TASK BRIEF: Return every line of the material below that contains the word "body". Matching is case-sensitive.

---- WORKING DATA

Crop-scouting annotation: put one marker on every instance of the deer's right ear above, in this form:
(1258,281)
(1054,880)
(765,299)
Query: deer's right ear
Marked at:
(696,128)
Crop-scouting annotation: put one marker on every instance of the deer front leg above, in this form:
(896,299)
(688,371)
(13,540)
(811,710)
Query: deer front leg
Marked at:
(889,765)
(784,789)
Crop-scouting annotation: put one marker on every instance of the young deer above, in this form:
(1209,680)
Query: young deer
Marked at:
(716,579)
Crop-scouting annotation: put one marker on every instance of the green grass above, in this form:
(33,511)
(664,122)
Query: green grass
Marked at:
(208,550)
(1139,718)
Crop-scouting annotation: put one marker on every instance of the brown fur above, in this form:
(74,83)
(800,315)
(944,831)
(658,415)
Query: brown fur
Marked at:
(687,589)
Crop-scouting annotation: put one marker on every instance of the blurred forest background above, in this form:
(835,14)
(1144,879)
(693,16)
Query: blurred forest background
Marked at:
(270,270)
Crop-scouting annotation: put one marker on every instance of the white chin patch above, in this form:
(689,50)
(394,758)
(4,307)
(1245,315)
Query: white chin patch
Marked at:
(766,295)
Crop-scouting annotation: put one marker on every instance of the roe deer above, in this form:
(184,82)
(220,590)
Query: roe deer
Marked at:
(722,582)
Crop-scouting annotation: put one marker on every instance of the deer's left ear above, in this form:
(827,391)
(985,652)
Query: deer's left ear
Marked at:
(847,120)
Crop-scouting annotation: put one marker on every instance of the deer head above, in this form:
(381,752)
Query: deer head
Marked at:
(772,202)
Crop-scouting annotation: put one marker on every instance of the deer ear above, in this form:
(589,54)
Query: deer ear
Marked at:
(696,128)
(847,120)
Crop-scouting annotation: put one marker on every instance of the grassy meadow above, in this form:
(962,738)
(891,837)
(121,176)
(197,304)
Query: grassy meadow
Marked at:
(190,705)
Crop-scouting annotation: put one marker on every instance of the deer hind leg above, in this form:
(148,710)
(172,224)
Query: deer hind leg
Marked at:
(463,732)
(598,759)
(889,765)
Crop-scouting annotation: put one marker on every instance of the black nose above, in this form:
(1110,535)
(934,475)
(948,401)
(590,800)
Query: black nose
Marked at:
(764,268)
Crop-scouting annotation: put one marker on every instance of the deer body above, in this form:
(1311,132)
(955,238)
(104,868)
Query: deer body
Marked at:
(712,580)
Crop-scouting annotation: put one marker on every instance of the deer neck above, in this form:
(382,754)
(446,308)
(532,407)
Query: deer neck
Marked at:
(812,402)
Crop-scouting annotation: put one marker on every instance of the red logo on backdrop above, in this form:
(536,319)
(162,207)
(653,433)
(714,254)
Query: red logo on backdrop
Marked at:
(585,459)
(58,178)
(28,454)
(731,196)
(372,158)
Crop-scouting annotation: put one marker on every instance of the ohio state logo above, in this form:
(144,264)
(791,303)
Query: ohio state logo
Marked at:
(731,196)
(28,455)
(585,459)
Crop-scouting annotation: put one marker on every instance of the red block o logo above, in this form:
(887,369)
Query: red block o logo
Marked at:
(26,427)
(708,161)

--------
---- WORKING DATA

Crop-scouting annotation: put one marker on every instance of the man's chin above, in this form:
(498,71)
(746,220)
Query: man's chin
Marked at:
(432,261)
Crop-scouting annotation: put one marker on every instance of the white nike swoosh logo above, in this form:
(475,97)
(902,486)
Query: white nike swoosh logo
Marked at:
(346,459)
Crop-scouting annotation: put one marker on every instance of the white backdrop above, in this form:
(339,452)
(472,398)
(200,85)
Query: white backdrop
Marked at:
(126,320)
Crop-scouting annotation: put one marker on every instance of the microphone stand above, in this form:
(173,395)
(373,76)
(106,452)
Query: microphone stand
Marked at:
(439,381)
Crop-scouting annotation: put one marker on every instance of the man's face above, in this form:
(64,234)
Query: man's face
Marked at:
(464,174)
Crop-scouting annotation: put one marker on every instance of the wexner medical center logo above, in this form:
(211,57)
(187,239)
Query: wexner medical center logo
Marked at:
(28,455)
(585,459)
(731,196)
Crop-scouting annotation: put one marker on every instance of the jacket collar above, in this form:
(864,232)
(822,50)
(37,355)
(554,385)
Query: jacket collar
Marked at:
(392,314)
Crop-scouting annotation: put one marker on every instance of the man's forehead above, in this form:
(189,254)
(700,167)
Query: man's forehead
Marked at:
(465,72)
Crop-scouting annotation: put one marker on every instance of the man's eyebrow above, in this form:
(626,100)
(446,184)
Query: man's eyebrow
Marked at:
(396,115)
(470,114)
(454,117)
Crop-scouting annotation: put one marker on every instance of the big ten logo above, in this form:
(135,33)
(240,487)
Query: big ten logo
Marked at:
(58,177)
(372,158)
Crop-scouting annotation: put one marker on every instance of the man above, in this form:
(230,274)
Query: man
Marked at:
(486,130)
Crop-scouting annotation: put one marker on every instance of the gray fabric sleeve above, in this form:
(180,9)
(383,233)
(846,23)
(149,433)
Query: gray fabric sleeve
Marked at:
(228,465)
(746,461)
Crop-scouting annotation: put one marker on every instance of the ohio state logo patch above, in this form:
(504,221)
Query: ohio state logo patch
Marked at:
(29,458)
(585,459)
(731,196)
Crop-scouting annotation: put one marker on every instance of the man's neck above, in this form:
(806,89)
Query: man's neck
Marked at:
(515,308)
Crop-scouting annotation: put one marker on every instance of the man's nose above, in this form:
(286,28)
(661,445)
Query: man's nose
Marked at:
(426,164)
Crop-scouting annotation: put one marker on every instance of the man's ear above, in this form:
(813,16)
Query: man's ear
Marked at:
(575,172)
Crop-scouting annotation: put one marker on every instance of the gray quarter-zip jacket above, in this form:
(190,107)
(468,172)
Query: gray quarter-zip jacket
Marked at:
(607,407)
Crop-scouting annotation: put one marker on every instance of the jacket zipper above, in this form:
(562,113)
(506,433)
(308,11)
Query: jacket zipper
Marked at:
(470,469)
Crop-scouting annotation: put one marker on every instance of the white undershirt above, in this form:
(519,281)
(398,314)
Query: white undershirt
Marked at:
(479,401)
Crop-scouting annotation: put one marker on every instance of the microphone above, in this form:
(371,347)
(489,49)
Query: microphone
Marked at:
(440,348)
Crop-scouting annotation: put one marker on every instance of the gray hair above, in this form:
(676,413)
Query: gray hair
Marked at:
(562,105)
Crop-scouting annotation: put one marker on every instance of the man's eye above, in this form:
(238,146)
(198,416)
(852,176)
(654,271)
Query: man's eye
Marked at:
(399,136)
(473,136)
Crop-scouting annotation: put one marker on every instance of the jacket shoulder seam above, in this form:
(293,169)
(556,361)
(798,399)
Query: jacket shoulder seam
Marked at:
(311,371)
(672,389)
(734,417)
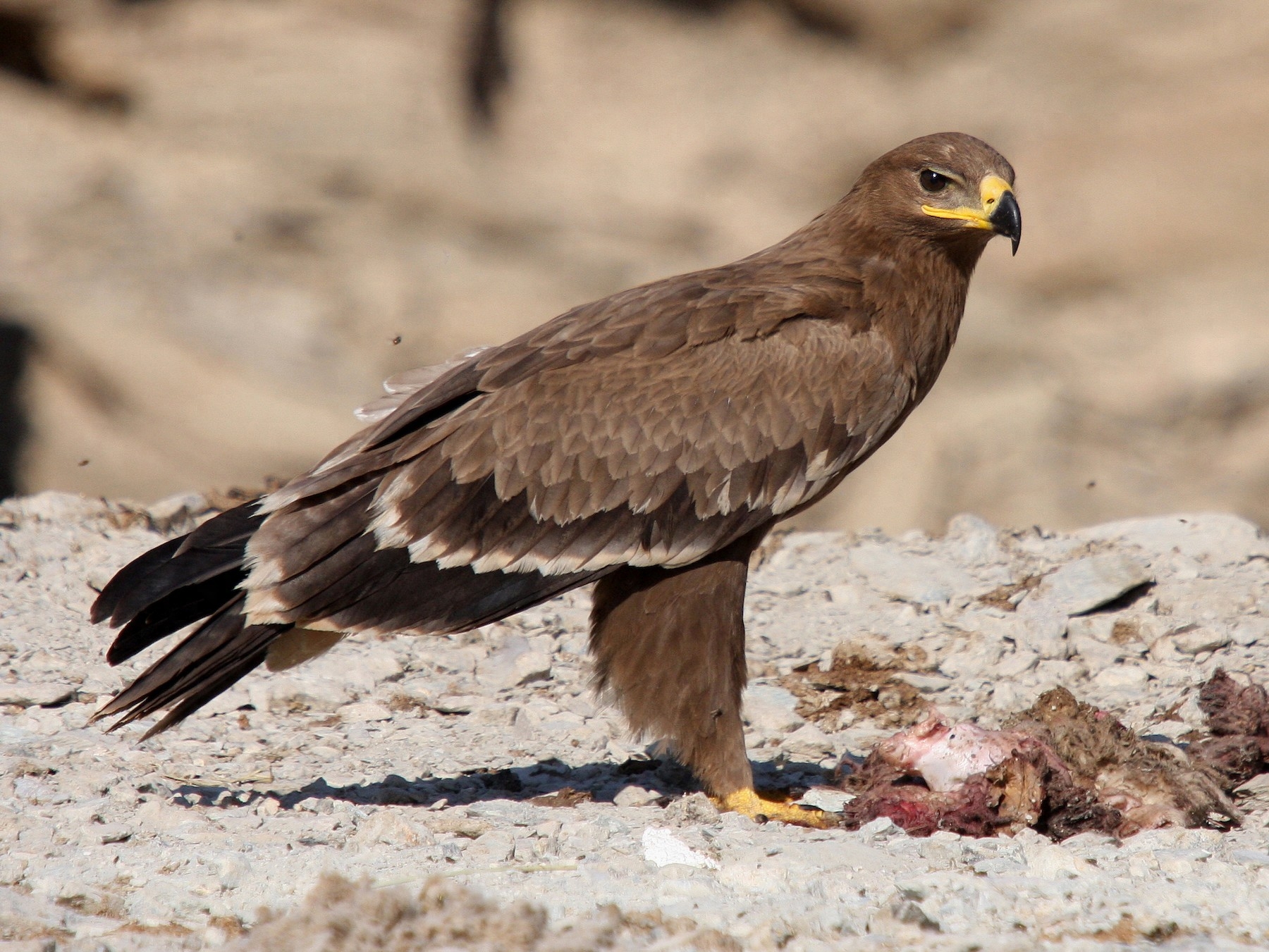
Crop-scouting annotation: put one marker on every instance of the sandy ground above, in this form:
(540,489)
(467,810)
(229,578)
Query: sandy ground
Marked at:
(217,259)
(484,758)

--------

RESULT FOR THIS TASK:
Crop-scouting annotation: put one marker on every instance of the deer body above, in this form:
Query: deer body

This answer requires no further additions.